__EXERCISE OBJECTIVE__
Display every line in the rows below that contains the string "windshield", treating uppercase and lowercase letters as different.
------------------------------------------------------------------------
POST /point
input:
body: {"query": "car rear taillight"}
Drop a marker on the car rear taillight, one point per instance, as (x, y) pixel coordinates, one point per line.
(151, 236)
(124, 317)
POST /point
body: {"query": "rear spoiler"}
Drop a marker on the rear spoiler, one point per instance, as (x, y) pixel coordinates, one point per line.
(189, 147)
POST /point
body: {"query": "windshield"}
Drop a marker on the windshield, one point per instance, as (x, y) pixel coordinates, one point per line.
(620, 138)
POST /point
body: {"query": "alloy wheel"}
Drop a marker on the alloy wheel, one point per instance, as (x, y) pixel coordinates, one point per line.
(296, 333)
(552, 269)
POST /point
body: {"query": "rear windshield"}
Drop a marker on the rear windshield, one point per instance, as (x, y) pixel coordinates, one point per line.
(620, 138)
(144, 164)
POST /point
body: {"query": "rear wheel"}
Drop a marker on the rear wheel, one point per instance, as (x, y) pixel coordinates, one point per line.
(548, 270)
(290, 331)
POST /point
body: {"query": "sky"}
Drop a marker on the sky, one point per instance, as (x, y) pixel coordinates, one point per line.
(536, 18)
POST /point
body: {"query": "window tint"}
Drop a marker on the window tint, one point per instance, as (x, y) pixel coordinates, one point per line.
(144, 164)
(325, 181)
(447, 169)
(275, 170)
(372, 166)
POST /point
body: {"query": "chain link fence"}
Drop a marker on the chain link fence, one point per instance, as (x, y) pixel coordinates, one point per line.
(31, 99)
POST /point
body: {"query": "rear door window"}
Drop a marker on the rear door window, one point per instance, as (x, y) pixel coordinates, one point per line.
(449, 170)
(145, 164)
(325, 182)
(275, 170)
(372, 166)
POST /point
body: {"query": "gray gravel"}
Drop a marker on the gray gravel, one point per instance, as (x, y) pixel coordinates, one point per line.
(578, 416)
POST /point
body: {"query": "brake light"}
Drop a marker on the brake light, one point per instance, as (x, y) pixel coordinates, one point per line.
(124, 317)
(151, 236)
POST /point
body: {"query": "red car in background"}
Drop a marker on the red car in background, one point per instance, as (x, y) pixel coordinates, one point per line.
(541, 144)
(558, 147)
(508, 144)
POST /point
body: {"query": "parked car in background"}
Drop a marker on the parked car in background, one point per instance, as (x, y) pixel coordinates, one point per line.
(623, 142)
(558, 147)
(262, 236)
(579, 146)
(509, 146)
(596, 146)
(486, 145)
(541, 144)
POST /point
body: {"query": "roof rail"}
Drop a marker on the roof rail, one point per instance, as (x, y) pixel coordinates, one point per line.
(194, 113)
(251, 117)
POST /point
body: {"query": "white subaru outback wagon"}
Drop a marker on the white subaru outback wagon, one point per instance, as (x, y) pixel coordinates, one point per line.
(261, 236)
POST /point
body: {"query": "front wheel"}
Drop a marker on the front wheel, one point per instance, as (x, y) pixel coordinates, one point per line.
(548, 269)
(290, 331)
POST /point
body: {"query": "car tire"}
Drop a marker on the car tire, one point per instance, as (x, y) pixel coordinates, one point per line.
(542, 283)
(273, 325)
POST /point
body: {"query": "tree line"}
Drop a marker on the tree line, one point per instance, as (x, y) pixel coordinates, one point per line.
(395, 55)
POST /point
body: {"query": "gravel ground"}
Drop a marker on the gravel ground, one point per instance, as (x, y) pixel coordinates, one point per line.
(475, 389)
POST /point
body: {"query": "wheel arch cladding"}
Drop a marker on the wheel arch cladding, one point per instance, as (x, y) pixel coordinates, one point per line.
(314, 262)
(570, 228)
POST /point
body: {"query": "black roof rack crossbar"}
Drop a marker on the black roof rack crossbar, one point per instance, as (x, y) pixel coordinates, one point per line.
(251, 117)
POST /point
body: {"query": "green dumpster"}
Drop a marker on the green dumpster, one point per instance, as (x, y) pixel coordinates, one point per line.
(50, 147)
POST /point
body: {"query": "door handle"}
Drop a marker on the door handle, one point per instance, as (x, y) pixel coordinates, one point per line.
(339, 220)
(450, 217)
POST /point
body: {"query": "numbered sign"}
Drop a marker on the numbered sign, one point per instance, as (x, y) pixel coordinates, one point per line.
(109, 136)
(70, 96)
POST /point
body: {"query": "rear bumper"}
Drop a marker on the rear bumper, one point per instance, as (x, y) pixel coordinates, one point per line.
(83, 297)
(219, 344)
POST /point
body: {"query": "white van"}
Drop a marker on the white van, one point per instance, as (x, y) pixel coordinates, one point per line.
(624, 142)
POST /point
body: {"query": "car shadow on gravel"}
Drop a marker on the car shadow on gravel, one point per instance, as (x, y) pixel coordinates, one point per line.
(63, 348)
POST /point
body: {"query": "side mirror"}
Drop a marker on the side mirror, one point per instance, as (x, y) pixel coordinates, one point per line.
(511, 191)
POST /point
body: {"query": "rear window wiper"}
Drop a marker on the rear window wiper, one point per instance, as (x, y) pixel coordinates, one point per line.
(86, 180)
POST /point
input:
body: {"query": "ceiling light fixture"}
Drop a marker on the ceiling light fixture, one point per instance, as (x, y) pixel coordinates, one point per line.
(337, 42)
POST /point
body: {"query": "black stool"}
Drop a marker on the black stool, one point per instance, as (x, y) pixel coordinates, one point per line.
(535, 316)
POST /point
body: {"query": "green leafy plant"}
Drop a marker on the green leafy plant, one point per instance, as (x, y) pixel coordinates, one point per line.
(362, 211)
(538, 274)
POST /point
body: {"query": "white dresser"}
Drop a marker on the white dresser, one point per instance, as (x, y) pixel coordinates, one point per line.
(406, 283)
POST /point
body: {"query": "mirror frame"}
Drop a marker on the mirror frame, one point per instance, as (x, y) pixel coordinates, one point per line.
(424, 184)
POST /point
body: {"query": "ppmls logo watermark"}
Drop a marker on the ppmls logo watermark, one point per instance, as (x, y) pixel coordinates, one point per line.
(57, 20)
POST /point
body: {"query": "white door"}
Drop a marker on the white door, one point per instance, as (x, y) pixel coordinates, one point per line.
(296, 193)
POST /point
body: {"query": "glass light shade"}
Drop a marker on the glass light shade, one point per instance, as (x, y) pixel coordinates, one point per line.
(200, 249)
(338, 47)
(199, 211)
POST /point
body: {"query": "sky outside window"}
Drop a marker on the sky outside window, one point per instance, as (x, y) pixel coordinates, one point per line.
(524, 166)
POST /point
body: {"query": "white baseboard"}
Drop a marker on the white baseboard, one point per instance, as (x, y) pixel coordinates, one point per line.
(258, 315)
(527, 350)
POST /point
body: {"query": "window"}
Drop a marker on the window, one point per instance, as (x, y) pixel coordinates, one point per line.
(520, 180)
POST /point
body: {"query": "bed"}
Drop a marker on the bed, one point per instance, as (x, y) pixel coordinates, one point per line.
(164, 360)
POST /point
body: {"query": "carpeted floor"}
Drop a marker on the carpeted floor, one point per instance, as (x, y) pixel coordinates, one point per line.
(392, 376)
------------------------------------------------------------------------
__ANSWER__
body: {"query": "windshield"}
Drop a marker on the windshield, one point per instance, as (x, y) pixel coordinates, one point per line.
body: {"query": "rear windshield"}
Drop a marker on the rear windshield, one point per instance, as (x, y) pixel coordinates, one point per line.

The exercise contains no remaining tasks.